■ Records supplied:
--
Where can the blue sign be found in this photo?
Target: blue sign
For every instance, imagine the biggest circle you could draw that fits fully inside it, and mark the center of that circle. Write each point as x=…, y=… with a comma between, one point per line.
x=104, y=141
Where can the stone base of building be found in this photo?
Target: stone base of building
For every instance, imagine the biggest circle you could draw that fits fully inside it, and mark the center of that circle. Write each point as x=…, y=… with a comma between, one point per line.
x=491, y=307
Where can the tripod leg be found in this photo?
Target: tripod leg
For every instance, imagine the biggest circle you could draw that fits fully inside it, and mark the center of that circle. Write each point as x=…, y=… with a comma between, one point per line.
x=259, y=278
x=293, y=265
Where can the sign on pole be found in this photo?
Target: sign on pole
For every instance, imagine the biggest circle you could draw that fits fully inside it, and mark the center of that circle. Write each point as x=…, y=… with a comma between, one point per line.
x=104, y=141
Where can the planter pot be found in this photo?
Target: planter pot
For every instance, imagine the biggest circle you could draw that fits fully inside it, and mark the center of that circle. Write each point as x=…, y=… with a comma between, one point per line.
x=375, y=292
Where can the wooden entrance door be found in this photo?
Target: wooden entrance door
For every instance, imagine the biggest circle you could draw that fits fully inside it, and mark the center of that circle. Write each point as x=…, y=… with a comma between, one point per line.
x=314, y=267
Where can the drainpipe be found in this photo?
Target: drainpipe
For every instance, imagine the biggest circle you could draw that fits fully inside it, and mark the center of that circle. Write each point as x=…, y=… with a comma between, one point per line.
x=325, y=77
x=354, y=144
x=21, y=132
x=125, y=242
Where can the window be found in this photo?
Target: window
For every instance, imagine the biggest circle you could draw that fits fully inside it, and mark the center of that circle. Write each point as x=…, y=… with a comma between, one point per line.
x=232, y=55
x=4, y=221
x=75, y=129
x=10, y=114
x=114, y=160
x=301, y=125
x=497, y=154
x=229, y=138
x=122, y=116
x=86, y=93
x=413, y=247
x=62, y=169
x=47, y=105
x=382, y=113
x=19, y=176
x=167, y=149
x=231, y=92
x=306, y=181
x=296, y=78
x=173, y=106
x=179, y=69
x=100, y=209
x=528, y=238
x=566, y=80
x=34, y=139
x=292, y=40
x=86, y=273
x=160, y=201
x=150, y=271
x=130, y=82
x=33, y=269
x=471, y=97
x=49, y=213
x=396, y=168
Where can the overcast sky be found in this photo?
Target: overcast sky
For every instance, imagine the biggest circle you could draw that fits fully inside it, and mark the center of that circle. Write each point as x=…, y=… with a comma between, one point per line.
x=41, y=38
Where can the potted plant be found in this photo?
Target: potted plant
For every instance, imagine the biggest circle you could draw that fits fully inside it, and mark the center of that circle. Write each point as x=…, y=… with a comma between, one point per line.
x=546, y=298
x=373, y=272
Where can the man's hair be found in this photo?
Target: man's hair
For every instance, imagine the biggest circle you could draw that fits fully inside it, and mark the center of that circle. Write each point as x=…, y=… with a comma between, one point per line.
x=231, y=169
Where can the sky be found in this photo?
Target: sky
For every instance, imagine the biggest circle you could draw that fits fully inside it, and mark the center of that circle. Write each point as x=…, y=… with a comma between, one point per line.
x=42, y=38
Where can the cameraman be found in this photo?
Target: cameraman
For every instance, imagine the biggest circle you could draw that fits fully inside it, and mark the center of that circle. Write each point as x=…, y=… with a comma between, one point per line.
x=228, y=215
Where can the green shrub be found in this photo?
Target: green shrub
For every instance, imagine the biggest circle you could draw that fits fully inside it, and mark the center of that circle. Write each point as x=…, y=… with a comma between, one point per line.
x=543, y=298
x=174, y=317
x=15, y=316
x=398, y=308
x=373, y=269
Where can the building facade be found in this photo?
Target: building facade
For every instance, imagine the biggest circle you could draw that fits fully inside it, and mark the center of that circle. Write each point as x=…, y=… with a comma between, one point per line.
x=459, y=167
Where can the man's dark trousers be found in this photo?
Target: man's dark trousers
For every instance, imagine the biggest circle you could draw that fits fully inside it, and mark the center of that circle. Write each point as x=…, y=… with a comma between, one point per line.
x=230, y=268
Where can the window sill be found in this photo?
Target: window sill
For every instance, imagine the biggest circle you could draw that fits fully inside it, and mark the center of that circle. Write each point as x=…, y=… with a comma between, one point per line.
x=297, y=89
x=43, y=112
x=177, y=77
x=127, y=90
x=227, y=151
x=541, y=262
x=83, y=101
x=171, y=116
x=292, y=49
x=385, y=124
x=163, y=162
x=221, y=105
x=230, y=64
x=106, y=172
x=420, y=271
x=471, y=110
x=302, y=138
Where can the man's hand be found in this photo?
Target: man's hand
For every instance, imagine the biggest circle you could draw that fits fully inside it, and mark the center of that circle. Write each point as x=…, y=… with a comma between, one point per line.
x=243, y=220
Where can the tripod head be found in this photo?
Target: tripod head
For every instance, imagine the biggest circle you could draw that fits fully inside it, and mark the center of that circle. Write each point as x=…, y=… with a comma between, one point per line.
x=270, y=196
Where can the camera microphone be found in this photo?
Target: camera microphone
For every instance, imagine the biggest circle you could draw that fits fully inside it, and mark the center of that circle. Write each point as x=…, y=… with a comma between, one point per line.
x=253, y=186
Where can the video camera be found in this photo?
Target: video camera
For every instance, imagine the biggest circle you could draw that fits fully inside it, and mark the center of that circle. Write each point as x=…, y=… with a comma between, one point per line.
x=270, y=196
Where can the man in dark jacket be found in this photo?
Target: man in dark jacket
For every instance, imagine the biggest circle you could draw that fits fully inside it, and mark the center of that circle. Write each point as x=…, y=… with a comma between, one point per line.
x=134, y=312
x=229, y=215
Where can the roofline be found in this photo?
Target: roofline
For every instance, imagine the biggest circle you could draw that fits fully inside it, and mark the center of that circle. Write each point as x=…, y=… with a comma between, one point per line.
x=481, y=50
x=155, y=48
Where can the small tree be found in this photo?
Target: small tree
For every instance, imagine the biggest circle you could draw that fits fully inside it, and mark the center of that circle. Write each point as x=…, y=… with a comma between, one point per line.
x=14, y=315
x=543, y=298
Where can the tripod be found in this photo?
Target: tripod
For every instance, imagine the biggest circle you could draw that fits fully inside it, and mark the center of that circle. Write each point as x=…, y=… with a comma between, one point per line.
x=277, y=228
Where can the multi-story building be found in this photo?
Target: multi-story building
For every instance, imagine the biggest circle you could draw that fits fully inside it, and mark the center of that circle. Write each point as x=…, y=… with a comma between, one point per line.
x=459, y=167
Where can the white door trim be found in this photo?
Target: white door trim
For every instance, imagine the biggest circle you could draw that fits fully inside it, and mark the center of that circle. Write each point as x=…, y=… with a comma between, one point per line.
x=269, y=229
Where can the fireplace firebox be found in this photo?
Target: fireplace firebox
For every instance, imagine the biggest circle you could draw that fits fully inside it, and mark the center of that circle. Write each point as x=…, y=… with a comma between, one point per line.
--
■ Exercise details: For this exercise, please output exactly the lines above starting at the line with "Where can the overcast" and ending at the line with "Target: green shrub", ends included.

■ The completed task:
Where can the overcast sky be found in this photo?
Target: overcast sky
For every instance, imagine the biggest circle you could draw that fits fully inside it, and mark the center of that circle. Write each point as x=…, y=… with a comma between, one point per line.
x=41, y=38
Where can the potted plant be found in this photo?
Target: potted plant
For every instance, imagine the biggest circle you could draw that fits fully inside it, and mark the center of that circle. Write each point as x=…, y=… with a comma between, one point per line.
x=546, y=298
x=373, y=272
Where can the man's hair be found in this photo?
Target: man's hair
For every instance, imagine the biggest circle you could draw that fits fully inside it, and mark the center of that circle. Write each point as x=…, y=… with a comma between, one point per line.
x=231, y=169
Where can the sky be found in this photo?
Target: sky
For every instance, imagine the biggest circle you could draw that fits fully inside it, and mark the center of that circle. Write each point as x=…, y=… with a comma between, one point per line.
x=42, y=38
Where can the cameraman be found in this photo?
Target: cameraman
For every instance, imagine the biggest circle you could draw that fits fully inside it, and mark the center of that circle. Write each point as x=…, y=… with a comma between, one point per line.
x=228, y=215
Where can the green shrub be found in this photo?
Target: green shrub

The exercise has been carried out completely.